TO-DO LIST:
A: Set down, word for word, the stretch of the Critical Code Studies introduction below from "Mark C. Marino explains" through "be indexed here.".
B: Take the introduction to Critical Code Studies below further, picking up after its last sentence.

PASSAGE PROVIDED:

- - - -

Critical Code Studies and the electronic book review: An Introduction

Critical Code Studies and the electronic book review: An Introduction

Mark C. Marino

Mark C. Marino explains the rationale for the Critical Code Studies Working Group, a six-week experiment in using social media for collaborative academic production. Marino also analyzes the first week’s discussion, which focused on debates about what it means to read “code as text.”

Ryan Brooks:

This essay is a general introduction to a series on Critical Code Studies distilled from a six week online discussion. As each week is published on ebr, it will be indexed here.

Week 1:



Week 2:



Week 3:



Ryan Brooks:

In “Interferences: [Net.Writing] and the Practice of Codework,” Rita Raley analyzes the poetics of Mez’s “neologistic net.wurked language…
m[ez]ang.elle,” which incorporates “made-up code language as a mode of artistic composition and everyday communication.”


“Critical Code Studies starts here.”

That was the tagline of the Critical Code Studies Working Group (CCSWG), a gathering of over 100 scholars from countries across the globe for an applied experiment in field formation. The Working Group met over the course of six weeks, beginning February 2010, to engage the work of Critical Code Studies.

- - - -

PROVIDED DATA:
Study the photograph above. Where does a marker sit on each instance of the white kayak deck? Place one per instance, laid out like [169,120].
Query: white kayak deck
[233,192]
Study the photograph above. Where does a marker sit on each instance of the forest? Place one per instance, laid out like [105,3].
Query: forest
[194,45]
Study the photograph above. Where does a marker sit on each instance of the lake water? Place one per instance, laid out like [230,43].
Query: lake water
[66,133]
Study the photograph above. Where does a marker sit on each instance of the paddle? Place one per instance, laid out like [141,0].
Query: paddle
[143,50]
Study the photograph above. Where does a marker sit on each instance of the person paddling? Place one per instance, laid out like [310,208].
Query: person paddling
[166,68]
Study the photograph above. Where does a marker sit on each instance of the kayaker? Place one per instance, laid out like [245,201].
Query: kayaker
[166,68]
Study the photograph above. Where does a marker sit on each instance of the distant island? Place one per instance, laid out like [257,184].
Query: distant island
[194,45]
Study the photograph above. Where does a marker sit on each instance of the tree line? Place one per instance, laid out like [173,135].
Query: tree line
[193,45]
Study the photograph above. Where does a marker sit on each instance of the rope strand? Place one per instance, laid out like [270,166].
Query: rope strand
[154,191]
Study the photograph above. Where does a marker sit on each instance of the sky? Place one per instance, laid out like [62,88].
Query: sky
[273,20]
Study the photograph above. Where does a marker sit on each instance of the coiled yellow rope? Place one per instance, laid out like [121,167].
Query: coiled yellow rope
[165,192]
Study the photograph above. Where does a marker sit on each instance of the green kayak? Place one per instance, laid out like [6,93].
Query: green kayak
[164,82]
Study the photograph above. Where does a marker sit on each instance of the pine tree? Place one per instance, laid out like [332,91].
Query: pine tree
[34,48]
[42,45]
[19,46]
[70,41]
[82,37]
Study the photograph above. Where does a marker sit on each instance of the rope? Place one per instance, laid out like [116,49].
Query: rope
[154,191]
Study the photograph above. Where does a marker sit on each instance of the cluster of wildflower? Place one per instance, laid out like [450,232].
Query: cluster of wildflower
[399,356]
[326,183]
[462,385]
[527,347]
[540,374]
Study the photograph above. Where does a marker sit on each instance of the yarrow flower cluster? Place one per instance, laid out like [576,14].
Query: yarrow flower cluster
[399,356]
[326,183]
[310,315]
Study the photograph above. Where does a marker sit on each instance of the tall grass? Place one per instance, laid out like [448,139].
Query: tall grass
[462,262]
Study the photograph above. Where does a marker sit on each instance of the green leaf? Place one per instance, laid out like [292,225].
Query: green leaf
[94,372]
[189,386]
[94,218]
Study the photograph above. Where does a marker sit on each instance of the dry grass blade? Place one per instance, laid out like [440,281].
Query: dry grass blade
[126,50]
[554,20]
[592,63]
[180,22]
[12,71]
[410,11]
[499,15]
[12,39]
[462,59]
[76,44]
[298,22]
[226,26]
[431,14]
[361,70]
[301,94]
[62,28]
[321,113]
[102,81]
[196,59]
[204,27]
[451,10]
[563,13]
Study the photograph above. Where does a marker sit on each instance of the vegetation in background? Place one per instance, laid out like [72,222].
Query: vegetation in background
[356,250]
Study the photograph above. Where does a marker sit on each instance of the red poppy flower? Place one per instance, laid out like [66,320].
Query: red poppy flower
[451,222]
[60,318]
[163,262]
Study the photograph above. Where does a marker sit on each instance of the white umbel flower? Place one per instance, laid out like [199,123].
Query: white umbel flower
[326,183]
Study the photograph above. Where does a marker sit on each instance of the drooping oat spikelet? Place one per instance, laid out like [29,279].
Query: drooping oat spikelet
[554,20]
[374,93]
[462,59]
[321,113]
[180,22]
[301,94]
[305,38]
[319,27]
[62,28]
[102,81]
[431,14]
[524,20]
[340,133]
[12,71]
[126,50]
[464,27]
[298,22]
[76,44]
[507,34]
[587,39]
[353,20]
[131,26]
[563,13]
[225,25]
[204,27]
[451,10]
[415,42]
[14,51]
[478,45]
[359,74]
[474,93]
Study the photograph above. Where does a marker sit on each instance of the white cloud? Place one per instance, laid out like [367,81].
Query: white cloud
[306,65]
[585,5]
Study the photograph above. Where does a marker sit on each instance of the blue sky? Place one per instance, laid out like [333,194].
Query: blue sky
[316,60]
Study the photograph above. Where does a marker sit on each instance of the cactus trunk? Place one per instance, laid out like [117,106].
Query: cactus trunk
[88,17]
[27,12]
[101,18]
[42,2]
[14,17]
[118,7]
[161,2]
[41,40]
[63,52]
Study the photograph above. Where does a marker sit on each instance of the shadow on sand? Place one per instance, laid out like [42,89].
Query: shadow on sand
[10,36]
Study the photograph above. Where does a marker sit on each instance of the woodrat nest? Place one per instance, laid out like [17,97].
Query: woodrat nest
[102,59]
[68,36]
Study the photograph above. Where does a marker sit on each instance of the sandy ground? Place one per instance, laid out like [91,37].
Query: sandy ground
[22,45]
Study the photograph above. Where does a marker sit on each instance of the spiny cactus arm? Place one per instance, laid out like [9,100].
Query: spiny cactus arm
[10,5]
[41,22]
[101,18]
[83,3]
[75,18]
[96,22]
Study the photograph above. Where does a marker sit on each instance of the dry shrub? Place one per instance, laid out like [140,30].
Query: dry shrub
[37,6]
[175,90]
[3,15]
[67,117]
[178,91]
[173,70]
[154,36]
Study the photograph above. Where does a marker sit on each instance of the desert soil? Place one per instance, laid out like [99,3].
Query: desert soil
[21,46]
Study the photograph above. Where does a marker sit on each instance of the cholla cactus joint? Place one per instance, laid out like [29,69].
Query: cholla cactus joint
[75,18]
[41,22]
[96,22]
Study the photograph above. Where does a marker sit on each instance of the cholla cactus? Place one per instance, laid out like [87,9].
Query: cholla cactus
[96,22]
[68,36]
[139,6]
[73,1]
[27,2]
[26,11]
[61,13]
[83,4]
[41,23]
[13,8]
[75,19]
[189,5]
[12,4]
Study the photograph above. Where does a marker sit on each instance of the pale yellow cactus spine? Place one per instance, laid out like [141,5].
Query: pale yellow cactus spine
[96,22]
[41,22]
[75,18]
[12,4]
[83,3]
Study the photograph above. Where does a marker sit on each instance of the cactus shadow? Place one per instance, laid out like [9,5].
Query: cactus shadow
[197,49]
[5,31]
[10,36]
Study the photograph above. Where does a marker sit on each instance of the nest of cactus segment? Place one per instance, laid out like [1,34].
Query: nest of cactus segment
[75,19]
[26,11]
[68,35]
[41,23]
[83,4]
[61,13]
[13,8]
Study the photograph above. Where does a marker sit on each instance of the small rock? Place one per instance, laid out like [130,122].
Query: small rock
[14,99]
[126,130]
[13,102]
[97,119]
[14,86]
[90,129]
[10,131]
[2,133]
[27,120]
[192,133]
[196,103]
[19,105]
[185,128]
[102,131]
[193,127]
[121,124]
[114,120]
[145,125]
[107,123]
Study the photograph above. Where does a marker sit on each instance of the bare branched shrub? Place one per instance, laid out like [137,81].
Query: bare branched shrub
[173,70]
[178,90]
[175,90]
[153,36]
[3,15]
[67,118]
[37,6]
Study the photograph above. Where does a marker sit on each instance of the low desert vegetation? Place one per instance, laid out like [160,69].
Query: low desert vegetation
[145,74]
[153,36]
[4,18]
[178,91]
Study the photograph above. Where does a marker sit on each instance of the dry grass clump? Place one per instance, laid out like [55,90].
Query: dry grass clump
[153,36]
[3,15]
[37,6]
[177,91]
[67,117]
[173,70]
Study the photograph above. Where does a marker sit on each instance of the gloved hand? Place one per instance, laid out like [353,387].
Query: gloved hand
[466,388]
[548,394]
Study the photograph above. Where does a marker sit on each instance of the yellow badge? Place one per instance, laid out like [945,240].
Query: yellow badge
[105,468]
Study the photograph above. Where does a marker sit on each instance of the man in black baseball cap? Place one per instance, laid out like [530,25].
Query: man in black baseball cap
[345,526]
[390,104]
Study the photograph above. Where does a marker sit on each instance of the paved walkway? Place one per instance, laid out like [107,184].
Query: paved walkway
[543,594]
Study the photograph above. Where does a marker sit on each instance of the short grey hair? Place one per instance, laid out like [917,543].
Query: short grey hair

- - - -

ANSWERS PER TASK:
A:
Mark C. Marino explains the rationale for the Critical Code Studies Working Group, a six-week experiment in using social media for collaborative academic production. Marino also analyzes the first week’s discussion, which focused on debates about what it means to read “code as text.”

Ryan Brooks:

This essay is a general introduction to a series on Critical Code Studies distilled from a six week online discussion. As each week is published on ebr, it will be indexed here.

B:
As we defined it in the early days of the CCS blog, Critical Code Studies is the application of hermeneutics to the interpretation of the extra-functional significance of computer source code. It is a study that follows the developments of Software Studies and Platform Studies into the layer of the code. In their oft-taught text, Structure and Interpretation of Computer Programs, Herald Abelson, Gerald Jay Sussman, and Julie Sussman declare, “Underlying our approach to this subject is our conviction that ‘computer science’ is not a science and that its significance has little to do with computers. The computer revolution is a revolution in the way we think and in the way we express what we think” (xvi). Computer science in this context is the study of procedural epistemology, as they put it. While books like Noah Wardrip-Fruin’s Expressive Processing and Ian Bogost’s Unit Operations have begun to outline ways for discussing those processes, Critical Code Studies looks to examine more closely the particular symbols used to express those procedural ideas.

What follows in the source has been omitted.